• [TEXT SHOWN]
>>>>>
Stocks Take a Wild Ride on “Fed Day”

Instead of an interest rate pivot, the Federal Reserve just handed us a stock market divot.

At the conclusion of its two-day meeting Wednesday, the Federal Reserve’s policy-making arm, the Federal Open Market Committee (FOMC), announced that it was hiking interest rates by 75 basis points (bps), to an upper bound range of 3.5%. It was the central bank’s third consecutive hike of 0.75%.

Wall Street had expected a hike of that magnitude, but Fed Chair Jerome Powell and his cohorts made it clear that they won’t blink in the fight against inflation and their stance would remain tough, despite the resultant economic pain.

Accordingly, the major U.S. stock market indices closed lower Wednesday as follows: the Dow Jones Industrial Average -1.70%; the S&P 500 -1.71%; the tech-heavy NASDAQ -1.79%; and the small-cap Russell 2000 -1.42%. Trading was volatile, with stocks sharply swinging between negative and positive territory during Powell’s late afternoon remarks.
<<<<<
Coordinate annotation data
>>>>>
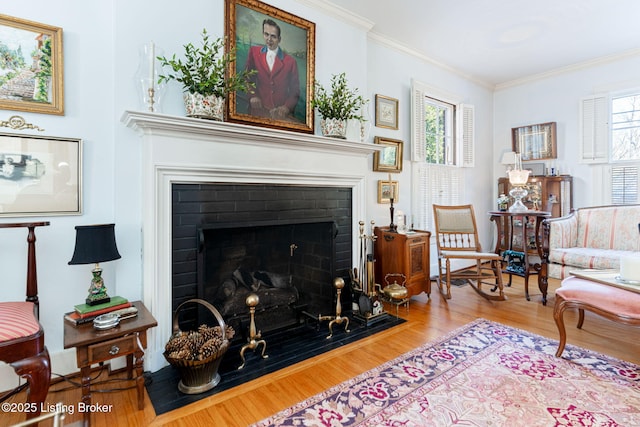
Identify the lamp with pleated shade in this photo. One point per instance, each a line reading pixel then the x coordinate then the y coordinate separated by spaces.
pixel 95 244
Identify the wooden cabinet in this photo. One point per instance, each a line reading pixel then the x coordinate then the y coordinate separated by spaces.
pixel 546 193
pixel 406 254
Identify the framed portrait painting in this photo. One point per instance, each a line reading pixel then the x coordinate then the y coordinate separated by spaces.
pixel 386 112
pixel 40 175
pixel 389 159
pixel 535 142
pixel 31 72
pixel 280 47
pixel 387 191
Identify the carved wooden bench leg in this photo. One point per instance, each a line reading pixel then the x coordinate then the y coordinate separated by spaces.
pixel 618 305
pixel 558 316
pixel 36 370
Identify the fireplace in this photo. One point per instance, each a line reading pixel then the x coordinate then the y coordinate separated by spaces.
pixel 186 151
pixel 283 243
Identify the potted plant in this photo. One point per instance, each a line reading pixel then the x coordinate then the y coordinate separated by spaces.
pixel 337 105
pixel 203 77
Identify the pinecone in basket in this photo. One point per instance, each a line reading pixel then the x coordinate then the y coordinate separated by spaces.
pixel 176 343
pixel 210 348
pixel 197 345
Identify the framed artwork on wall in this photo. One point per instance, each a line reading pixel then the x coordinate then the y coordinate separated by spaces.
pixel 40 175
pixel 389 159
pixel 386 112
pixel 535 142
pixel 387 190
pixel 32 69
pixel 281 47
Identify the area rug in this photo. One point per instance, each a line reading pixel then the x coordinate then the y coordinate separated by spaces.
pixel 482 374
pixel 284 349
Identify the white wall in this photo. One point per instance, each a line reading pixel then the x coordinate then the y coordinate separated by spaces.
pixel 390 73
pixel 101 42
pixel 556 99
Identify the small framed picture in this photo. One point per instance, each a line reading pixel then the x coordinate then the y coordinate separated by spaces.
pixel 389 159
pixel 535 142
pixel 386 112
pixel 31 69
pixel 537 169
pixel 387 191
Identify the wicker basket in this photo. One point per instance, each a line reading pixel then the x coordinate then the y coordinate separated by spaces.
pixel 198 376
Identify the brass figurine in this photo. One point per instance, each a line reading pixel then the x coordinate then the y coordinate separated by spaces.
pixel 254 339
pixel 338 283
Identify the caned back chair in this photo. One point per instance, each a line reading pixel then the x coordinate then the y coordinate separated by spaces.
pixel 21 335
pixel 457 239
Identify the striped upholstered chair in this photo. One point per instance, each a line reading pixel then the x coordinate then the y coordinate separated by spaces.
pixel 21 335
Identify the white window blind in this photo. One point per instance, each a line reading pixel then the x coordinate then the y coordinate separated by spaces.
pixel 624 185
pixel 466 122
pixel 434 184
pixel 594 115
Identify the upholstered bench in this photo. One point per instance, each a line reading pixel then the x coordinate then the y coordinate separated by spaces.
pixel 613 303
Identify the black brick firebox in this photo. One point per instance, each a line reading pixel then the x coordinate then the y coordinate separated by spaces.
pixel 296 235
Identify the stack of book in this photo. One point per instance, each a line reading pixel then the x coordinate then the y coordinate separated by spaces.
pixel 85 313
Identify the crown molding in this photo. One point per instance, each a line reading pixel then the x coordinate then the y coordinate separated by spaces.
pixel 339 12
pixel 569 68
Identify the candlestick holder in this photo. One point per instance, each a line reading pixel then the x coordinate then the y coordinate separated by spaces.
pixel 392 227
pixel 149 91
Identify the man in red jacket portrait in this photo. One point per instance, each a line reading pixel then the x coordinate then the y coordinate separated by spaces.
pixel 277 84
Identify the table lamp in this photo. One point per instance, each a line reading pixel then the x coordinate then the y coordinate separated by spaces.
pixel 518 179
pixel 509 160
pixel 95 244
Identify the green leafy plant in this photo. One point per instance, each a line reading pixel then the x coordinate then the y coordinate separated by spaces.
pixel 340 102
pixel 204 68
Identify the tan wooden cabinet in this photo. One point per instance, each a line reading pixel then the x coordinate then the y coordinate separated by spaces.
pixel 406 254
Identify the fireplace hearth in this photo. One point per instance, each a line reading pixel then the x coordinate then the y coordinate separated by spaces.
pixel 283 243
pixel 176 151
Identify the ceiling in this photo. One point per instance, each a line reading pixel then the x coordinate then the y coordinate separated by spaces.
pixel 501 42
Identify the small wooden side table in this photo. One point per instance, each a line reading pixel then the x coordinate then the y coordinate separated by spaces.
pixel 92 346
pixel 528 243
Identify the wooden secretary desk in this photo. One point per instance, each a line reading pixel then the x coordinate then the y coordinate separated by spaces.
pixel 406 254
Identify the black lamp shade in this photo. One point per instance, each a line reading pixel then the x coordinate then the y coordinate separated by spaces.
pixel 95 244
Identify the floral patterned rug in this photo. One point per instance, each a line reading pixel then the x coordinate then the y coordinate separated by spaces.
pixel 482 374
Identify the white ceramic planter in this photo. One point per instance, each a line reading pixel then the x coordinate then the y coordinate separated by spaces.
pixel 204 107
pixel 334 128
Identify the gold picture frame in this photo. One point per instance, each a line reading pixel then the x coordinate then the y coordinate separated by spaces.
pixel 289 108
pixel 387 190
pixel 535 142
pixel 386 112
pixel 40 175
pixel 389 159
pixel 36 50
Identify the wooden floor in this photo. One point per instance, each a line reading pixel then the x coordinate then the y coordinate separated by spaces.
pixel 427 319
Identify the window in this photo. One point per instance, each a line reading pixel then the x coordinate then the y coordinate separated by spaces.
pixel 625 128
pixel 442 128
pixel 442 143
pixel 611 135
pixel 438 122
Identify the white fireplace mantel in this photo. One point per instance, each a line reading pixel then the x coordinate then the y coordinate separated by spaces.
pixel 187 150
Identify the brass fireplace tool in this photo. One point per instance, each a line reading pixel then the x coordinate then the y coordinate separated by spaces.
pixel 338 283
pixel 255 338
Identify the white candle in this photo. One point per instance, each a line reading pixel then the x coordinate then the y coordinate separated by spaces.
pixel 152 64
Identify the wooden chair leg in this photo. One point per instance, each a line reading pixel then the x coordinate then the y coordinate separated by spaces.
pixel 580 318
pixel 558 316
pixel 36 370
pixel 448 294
<<<<<
>>>>>
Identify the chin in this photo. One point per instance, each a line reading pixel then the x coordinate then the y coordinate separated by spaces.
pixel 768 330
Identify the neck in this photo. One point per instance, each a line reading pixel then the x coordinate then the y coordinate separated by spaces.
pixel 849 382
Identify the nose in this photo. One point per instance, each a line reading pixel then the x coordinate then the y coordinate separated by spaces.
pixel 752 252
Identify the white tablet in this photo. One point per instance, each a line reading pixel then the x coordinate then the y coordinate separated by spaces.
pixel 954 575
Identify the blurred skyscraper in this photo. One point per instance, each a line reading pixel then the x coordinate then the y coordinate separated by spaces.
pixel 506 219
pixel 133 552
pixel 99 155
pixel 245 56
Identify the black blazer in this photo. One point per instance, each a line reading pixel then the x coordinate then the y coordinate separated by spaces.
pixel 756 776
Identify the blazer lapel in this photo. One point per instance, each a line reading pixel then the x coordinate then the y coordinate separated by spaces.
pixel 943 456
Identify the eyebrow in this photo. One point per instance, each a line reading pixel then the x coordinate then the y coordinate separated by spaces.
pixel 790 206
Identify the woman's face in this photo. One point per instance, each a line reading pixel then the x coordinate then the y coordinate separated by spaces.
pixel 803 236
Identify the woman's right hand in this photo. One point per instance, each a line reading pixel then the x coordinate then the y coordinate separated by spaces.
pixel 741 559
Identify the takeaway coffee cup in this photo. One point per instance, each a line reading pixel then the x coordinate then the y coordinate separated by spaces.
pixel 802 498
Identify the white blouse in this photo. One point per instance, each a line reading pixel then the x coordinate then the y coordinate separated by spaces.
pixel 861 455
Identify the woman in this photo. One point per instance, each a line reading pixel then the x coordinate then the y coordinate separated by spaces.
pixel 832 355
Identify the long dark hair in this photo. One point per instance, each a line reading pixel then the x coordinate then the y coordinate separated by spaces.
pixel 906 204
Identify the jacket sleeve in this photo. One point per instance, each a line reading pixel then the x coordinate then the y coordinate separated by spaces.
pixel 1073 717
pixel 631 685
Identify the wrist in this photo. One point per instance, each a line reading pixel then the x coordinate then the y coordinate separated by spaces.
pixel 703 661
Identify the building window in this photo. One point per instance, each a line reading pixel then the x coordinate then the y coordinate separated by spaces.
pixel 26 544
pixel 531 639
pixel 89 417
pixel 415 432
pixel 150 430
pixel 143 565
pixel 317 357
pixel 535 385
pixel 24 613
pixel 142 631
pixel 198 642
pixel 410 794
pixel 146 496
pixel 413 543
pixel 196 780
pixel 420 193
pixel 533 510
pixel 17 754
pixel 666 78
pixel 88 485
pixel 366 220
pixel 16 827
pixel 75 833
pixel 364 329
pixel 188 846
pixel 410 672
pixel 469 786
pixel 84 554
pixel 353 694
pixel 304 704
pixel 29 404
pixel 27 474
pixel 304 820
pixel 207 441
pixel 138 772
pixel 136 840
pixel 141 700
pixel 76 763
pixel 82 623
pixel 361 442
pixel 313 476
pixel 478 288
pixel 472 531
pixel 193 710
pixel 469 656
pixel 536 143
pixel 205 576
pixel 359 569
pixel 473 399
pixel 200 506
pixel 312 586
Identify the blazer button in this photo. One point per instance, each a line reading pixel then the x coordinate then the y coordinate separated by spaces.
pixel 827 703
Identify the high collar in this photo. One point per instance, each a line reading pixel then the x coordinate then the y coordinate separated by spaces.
<<<<<
• [WHAT IS REQUIRED]
Answer these from the Fed Day article:
(a) By how many basis points did the FOMC raise interest rates?
(b) Who is named as Fed Chair?
(c) Which major index had the largest drop on Wednesday, and by how much?
This data comes from a separate source, unrelated to the Fed Day article.

• [WORKED SOLUTION]
(a) 75 basis points
(b) Jerome Powell
(c) The NASDAQ, down 1.79%